Work to complete — Write out each entry again. Keep every word exactly as it is.

Material to process —
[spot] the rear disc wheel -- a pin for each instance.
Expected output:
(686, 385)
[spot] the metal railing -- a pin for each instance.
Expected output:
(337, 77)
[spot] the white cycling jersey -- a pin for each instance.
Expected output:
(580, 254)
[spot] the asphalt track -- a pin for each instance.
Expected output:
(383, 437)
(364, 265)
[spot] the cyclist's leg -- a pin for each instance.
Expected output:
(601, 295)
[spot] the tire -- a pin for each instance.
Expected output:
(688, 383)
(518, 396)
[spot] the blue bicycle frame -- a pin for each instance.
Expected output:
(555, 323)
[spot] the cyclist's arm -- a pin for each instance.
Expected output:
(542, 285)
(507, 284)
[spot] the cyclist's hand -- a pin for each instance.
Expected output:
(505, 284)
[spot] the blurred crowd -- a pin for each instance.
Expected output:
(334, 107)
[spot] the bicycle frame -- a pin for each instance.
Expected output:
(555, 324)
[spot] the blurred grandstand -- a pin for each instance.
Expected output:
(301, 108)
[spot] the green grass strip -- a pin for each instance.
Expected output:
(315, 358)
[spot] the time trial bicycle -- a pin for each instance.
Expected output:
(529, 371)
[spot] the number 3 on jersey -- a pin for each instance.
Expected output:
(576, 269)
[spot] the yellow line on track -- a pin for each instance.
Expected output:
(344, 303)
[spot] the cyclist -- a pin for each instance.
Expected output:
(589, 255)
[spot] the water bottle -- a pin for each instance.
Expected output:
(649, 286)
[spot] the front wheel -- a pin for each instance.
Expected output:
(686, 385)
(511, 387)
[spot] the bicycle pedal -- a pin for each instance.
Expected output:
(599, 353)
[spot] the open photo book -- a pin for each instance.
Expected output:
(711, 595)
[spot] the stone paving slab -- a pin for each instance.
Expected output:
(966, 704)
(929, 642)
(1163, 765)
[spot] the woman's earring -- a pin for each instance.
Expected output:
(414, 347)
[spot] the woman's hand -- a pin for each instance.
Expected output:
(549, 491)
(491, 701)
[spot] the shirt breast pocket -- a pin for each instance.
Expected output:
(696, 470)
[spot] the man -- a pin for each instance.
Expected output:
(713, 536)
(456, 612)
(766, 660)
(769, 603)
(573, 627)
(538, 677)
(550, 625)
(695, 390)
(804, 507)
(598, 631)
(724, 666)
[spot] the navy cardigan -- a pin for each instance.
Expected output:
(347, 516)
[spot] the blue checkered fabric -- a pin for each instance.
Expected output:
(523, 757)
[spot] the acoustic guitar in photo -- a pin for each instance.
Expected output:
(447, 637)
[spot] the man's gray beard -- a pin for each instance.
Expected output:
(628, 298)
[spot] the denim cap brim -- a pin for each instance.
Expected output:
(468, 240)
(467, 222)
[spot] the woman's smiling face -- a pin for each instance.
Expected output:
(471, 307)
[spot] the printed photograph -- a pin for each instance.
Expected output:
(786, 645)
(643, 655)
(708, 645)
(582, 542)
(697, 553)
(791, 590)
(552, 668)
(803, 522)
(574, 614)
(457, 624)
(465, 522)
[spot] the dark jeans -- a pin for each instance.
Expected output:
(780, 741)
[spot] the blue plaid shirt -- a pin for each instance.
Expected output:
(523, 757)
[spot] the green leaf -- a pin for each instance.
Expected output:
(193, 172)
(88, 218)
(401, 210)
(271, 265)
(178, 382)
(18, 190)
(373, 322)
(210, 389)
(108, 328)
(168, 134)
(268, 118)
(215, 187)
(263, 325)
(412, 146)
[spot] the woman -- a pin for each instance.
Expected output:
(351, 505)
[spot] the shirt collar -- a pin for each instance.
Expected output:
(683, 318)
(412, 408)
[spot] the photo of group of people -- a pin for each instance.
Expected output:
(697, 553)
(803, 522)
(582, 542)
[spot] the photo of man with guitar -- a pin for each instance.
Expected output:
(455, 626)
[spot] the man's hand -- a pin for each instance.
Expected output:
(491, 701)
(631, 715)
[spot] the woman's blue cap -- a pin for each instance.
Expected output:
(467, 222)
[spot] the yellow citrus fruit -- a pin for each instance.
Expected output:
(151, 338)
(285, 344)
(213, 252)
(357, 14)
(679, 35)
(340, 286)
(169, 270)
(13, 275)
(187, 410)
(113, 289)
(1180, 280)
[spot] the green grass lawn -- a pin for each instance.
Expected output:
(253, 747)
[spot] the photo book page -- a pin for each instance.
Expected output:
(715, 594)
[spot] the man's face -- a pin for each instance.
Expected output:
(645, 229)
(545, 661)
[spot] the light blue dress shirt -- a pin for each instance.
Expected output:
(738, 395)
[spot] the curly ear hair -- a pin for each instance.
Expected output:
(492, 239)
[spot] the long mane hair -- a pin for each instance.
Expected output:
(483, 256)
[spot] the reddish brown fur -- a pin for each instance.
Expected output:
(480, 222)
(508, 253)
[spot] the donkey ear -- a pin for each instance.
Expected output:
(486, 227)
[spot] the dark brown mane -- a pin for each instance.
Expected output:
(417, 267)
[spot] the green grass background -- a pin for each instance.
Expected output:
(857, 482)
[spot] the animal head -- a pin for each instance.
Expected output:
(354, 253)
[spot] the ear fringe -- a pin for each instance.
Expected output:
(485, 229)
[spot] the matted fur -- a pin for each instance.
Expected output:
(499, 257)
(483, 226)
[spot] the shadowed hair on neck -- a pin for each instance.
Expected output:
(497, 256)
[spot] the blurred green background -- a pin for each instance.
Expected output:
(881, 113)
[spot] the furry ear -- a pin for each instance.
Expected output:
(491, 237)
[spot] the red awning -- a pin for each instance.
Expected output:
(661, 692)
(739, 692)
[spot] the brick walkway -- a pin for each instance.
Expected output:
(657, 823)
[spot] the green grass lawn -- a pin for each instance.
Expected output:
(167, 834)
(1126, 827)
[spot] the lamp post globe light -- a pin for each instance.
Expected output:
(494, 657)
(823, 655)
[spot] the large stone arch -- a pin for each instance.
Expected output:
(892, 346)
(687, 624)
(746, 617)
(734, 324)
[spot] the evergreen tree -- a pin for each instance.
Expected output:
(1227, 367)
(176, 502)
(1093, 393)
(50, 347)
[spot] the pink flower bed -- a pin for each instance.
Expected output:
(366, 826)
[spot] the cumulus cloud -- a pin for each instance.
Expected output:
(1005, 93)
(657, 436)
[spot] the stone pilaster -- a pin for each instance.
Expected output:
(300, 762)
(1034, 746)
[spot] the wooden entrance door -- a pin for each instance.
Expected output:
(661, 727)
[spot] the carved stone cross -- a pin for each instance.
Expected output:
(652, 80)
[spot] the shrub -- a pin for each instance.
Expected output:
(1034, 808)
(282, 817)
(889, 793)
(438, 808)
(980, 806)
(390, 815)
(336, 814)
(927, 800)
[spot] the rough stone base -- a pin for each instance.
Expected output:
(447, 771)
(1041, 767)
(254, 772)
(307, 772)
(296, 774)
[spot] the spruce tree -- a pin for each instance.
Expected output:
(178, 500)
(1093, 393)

Result of the exercise —
[spot] the rear disc wheel -- a pin for each instance.
Expected output:
(686, 385)
[spot] the metal railing -- a pin for each instance.
Expected output:
(337, 77)
[spot] the white cycling jersey -- a pin for each instance.
Expected output:
(580, 254)
[spot] the asphalt track -- a pin for each instance.
Expected output:
(383, 437)
(364, 265)
[spot] the cyclist's leg -- a pin for each instance.
Expected output:
(601, 295)
[spot] the tire -- a pin for each instance.
Expected output:
(688, 383)
(518, 396)
[spot] the blue bicycle frame -- a pin for each instance.
Expected output:
(555, 323)
[spot] the cyclist's arm -- a pin for each instance.
Expected output:
(542, 285)
(507, 284)
[spot] the cyclist's hand -- a pin for each instance.
Expected output:
(505, 284)
[spot] the blurred crowd -- a pin for each instance.
Expected output:
(334, 107)
[spot] the bicycle frame -- a pin for each instance.
Expected output:
(555, 324)
[spot] the blurred grandstand -- a pin for each instance.
Expected output:
(301, 108)
[spot] the green grass strip -- a pin for each instance.
Expected output:
(315, 358)
[spot] the time trial bicycle -- a pin for each instance.
Expected output:
(529, 371)
[spot] the number 3 on jersey -- a pin for each instance.
Expected output:
(576, 269)
[spot] the yellow line on track -- a pin for each instance.
Expected output:
(344, 303)
[spot] the cyclist -- a pin for each instance.
Expected output:
(589, 255)
[spot] the water bottle -- a pin for each instance.
Expected output:
(649, 286)
[spot] the front wheel -- a pin for each instance.
Expected output:
(686, 385)
(511, 387)
[spot] the bicycle pedal -- a pin for each instance.
Expected output:
(599, 353)
[spot] the open photo book -- a pin for each instance.
Expected output:
(711, 595)
[spot] the stone paving slab -- a pin for each instance.
Expected output:
(966, 704)
(929, 642)
(1163, 765)
[spot] the woman's earring -- a pin for each instance.
Expected output:
(414, 347)
[spot] the woman's hand -- a pin for each instance.
Expected output:
(549, 491)
(491, 701)
[spot] the shirt breast pocket -- a pin for each instance.
Expected output:
(696, 470)
[spot] the man -- a pin for each instance.
Expected output:
(713, 536)
(456, 612)
(766, 660)
(769, 603)
(573, 627)
(538, 677)
(550, 625)
(695, 390)
(804, 507)
(598, 631)
(724, 666)
[spot] the navy cardigan -- a pin for each instance.
Expected output:
(347, 516)
[spot] the blue checkered fabric -- a pin for each instance.
Expected output:
(523, 757)
[spot] the acoustic guitar in photo -- a pin for each instance.
Expected output:
(447, 637)
[spot] the man's gray beard -- a pin for each instance.
Expected output:
(628, 298)
[spot] the denim cap brim -- a pin for each instance.
Expected output:
(468, 240)
(467, 222)
[spot] the woman's smiling face -- a pin for each instance.
Expected output:
(471, 307)
[spot] the printed photograph -- a pin for each instance.
Expected output:
(786, 645)
(643, 655)
(708, 645)
(582, 542)
(697, 553)
(791, 590)
(552, 668)
(803, 522)
(574, 614)
(457, 624)
(465, 522)
[spot] the dark jeans -- a pin for each instance.
Expected output:
(780, 741)
[spot] the blue plaid shirt -- a pin for each instance.
Expected output:
(523, 757)
[spot] the green leaf -- a pin for each instance.
Expected output:
(193, 172)
(88, 218)
(401, 210)
(271, 265)
(178, 382)
(18, 190)
(373, 322)
(210, 389)
(108, 328)
(168, 134)
(268, 118)
(215, 187)
(263, 325)
(412, 146)
[spot] the woman -- a pin for each instance.
Expected output:
(351, 505)
[spot] the shirt collar -- a pin for each instance.
Expected output:
(683, 318)
(412, 408)
[spot] the photo of group of people -- a pin for each instance.
Expected output:
(697, 553)
(803, 522)
(582, 542)
[spot] the photo of man with guitar -- a pin for each instance.
Expected output:
(455, 626)
[spot] the man's hand -- a pin for each instance.
Expected output:
(491, 701)
(631, 715)
[spot] the woman's blue cap -- a pin for each instance.
Expected output:
(467, 222)
[spot] the yellow citrus fruit -- a pin for each instance.
Expected output:
(151, 338)
(285, 344)
(213, 252)
(357, 14)
(679, 35)
(340, 286)
(169, 270)
(13, 275)
(187, 410)
(113, 289)
(1180, 280)
[spot] the green grass lawn -- a pin for each instance.
Expected output:
(253, 747)
[spot] the photo book page -- a pin for each instance.
Expected output:
(715, 594)
[spot] the man's face -- a pin for each instance.
Expected output:
(645, 229)
(545, 661)
[spot] the light blue dress shirt -- a pin for each instance.
Expected output:
(738, 395)
[spot] the curly ear hair -- a pin for each instance.
Expected output:
(492, 239)
[spot] the long mane hair -- a pin for each instance.
Expected output:
(483, 256)
[spot] the reddish brown fur -- a pin for each instance.
Expected output:
(480, 222)
(508, 253)
[spot] the donkey ear -- a pin for each instance.
Expected output:
(486, 227)
[spot] the dark brown mane -- a pin for each instance.
Expected output:
(417, 267)
[spot] the green grass background -- a pin for each instance.
Expected output:
(857, 482)
[spot] the animal head -- a pin for each instance.
Expected output:
(354, 253)
[spot] the ear fringe -- a pin for each instance.
Expected output:
(485, 229)
[spot] the matted fur -- a pin for each instance.
Expected output:
(499, 257)
(483, 226)
[spot] the shadowed hair on neck -- a pin for each instance.
Expected output:
(497, 256)
[spot] the blurred green background -- a pin for each instance.
Expected output:
(881, 113)
[spot] the furry ear -- a pin for each instance.
Expected output:
(491, 237)
[spot] the red awning -- a pin for each instance.
Expected output:
(661, 692)
(739, 692)
[spot] the brick walkway -- a pin for each instance.
Expected output:
(657, 823)
[spot] the green grass lawn -- a pin for each instance.
Expected output:
(167, 834)
(1126, 827)
[spot] the lamp post globe light -- a pin for each instance.
Expected output:
(494, 657)
(823, 655)
[spot] the large stone arch -- a pin for each instance.
Expected output:
(892, 346)
(687, 624)
(746, 617)
(734, 324)
[spot] the evergreen tree -- a pin for each instance.
Expected output:
(1227, 367)
(176, 502)
(1093, 393)
(50, 347)
[spot] the pink flower bed -- a pin for each instance.
Expected output:
(366, 826)
[spot] the cumulus cloud -- a pin for each instance.
Expected output:
(1005, 93)
(657, 436)
[spot] the stone pilaster -- a pin for each instance.
Expected output:
(300, 762)
(1034, 746)
[spot] the wooden entrance door -- a pin for each instance.
Expected output:
(661, 727)
[spot] the carved stone cross -- a pin for each instance.
Expected output:
(652, 80)
[spot] the shrub -- a pin for each instance.
Expected output:
(1034, 808)
(282, 817)
(889, 793)
(438, 808)
(980, 806)
(390, 815)
(336, 814)
(927, 800)
[spot] the rough stone base -- a pin for each instance.
Expected output:
(447, 771)
(1041, 767)
(254, 772)
(307, 772)
(296, 774)
[spot] the spruce tree -- a pin for each instance.
Expected output:
(178, 500)
(1093, 393)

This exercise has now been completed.